__Supplied records__

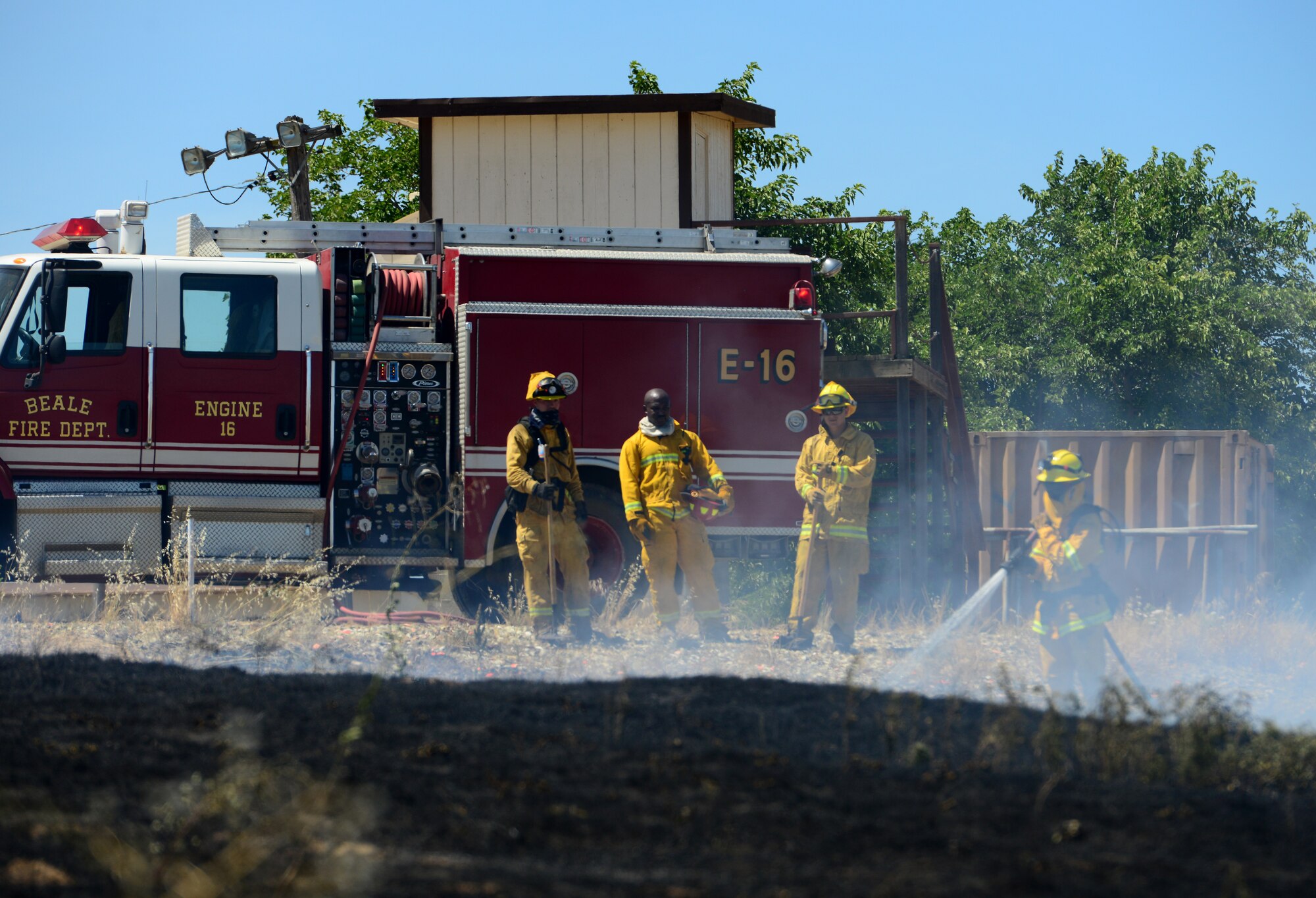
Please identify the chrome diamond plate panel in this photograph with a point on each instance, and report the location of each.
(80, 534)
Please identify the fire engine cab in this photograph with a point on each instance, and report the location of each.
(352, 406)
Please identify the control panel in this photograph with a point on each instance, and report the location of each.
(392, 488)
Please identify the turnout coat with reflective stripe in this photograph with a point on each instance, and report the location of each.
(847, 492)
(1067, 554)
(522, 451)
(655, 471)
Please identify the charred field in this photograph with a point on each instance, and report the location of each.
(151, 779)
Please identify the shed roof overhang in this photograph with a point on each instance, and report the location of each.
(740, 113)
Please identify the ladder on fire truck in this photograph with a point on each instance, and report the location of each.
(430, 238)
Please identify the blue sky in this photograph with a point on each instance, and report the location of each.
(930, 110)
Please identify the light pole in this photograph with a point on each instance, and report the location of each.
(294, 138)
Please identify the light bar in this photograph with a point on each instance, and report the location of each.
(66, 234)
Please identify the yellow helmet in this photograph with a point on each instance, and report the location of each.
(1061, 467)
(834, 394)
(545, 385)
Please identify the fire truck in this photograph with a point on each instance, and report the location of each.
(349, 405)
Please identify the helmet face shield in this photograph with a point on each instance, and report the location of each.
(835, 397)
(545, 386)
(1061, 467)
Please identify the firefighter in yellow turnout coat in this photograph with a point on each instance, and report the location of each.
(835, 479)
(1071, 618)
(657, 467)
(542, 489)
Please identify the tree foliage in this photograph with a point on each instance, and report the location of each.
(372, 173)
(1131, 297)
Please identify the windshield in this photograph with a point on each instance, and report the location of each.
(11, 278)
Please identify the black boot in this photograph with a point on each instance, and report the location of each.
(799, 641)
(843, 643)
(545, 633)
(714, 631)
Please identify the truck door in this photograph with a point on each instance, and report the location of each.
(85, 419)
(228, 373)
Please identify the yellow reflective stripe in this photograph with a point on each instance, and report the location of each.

__Requirements__
All the records above need to be given again word for word. Skip the pictures.

__Answer for this exercise__
Please identify the chrome diamond plate panel in this photograph with a point on each instance, and report the location of each.
(80, 534)
Please identify the fire engine cab in this photograph with a point on each instance, and report the location of each.
(352, 406)
Please identify the control panel in this photograph with a point on each instance, and report the location of each.
(392, 488)
Please identify the turnout coat with reflective stripe in this photograph with a point on each instance, and report the location of each.
(847, 492)
(1067, 554)
(522, 451)
(655, 471)
Please identify the charred field in this photograph with a point on each instance, and report the location of each.
(151, 779)
Please identify the shed roof overhang in this photograph with a point on each instance, and report the location of each.
(740, 113)
Please identify the ladder on fire truck in this photograph with a point on each instance, and report the location of each.
(430, 238)
Please identify the blue sky in this photograph with a point on each instance, and report the location of each.
(930, 110)
Please identify the light pole in this photograph with a point on each instance, and report the location of each.
(294, 138)
Please identify the light bar in this photograph with a point on each instance, and report the location of each.
(66, 234)
Please identify the yellow helmet in this photograph with a point on each instance, and report the location of each.
(1061, 467)
(834, 394)
(545, 385)
Please identify the fire truck in this photograph with a point on each instance, and report the location of each.
(349, 405)
Please identify the helmet face shield in this photograph with a point on each instance, and report the location of each.
(835, 397)
(545, 386)
(1061, 467)
Please identify the firefighter in yellow turnout coat in this photograph with a point on each instance, and report the location of each.
(835, 479)
(1071, 618)
(657, 467)
(542, 489)
Please identify the tree foliage in this photograph with a point on each instance, and report the location of each.
(372, 173)
(1131, 297)
Please identify the windshield in this photograph with a point on each instance, and report the location of each.
(11, 278)
Please identify the black boot in this photograph with a point on each instance, and report the location of each.
(799, 641)
(843, 643)
(545, 633)
(714, 631)
Please identify the truck door in this photograph with a point on each instance, and report the location of each.
(85, 419)
(228, 373)
Please identify the yellow reflective stripe in this photograph with a point on each instance, and report the location of each.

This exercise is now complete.